Data to process —
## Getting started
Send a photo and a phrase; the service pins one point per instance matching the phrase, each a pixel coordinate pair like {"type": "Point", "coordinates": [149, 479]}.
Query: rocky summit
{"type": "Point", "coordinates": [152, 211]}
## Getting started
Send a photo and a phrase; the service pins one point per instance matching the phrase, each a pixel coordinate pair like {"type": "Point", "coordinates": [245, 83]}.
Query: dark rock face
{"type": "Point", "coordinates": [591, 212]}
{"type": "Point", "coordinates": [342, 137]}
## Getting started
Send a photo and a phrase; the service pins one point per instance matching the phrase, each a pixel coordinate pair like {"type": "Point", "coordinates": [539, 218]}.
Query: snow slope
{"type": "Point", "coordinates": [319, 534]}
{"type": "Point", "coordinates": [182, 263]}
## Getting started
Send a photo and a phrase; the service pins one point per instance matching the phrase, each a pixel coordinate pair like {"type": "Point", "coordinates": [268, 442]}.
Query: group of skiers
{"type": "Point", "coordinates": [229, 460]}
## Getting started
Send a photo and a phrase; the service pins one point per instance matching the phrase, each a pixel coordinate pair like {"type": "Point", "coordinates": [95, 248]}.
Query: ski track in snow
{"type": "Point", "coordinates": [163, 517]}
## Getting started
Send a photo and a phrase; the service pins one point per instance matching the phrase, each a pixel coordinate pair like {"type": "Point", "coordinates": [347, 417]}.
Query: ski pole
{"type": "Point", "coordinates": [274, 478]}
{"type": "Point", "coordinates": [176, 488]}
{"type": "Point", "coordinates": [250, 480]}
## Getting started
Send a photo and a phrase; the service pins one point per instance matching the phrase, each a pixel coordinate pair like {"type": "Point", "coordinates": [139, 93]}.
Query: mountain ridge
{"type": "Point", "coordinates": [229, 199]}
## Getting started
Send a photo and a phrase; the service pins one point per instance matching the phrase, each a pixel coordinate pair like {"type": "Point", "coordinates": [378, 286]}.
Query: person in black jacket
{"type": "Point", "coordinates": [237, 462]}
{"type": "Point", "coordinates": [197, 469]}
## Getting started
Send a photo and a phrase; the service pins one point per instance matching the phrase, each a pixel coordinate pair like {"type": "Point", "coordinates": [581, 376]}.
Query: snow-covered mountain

Set exercise — Count the lines in the records above that contain the string "snow", and give only that number.

Response to this task — 3